▶ [WHAT TO PRODUCE] Reproduce every line of the records below, requests included, multiplying each point coordinate in the answers by 1.8 and rounding to a whole number, with halves rounded up. Leave the pictures out of your version.

▶ [SUPPLIED RECORDS]

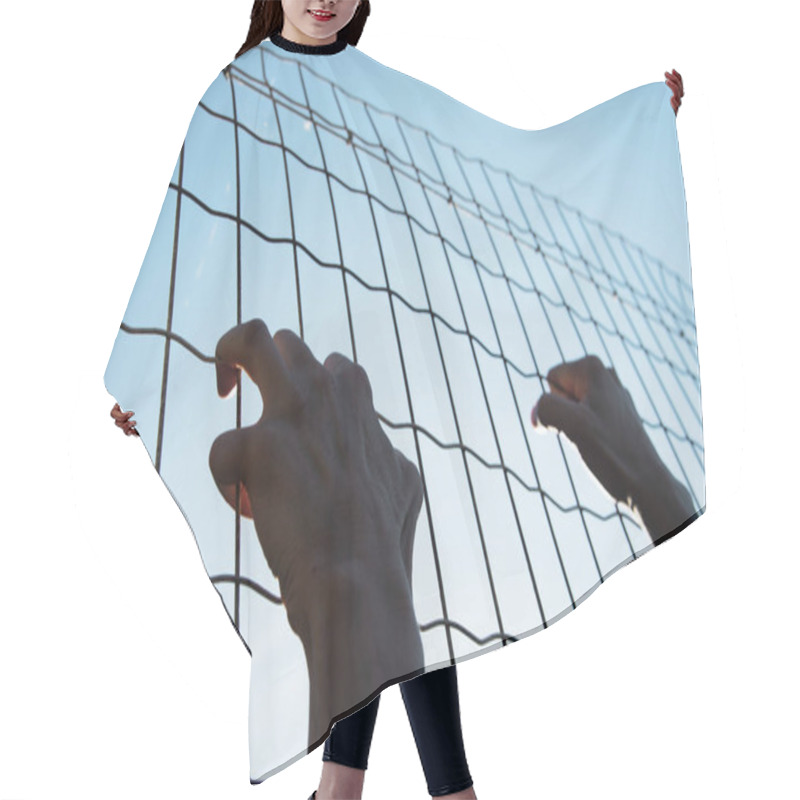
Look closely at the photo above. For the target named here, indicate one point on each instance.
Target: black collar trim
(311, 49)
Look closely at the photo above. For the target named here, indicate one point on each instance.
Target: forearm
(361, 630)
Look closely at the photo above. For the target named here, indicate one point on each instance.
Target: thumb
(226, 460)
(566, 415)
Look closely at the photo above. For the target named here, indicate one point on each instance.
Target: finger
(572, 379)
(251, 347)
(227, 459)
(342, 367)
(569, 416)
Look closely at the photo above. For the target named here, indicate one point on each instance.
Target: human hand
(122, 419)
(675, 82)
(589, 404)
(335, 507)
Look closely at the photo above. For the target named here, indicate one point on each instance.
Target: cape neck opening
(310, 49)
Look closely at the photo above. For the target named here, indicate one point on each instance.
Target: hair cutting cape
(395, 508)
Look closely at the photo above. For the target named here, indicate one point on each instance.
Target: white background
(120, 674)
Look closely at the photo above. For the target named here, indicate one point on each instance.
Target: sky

▶ [WORKED SOLUTION]
Look closely at the photo above. For the target named here, indicate one point on each instance.
Target: black collar trim
(560, 88)
Look closely at the photo above. For the target named here, indicate one point on each instance.
Target: forearm
(650, 1134)
Look closely at the photo above. For the target named here, indicate one point on each instance.
Target: thumb
(407, 828)
(1019, 747)
Look closely at the photo above. For the target named here, indicate one point on each instance.
Target: finger
(1030, 682)
(452, 625)
(409, 826)
(616, 661)
(1024, 749)
Look closely at the photo above. For the target named here, indicate one point on each instance.
Target: human hand
(220, 754)
(1215, 148)
(1060, 727)
(603, 913)
Look closely at the photo above. For the target named here, indicate one point on each instance.
Target: cape neck opening
(558, 88)
Look closely at the photo above. For the target named here, indicate one point on each instance.
Target: hair cutting cape
(711, 914)
Look closely at the photo above. For the target named here, indicate one point on each instance.
Target: white background
(216, 1213)
Look closely at the photo above. For the target named here, indicate one point on each instance.
Target: sky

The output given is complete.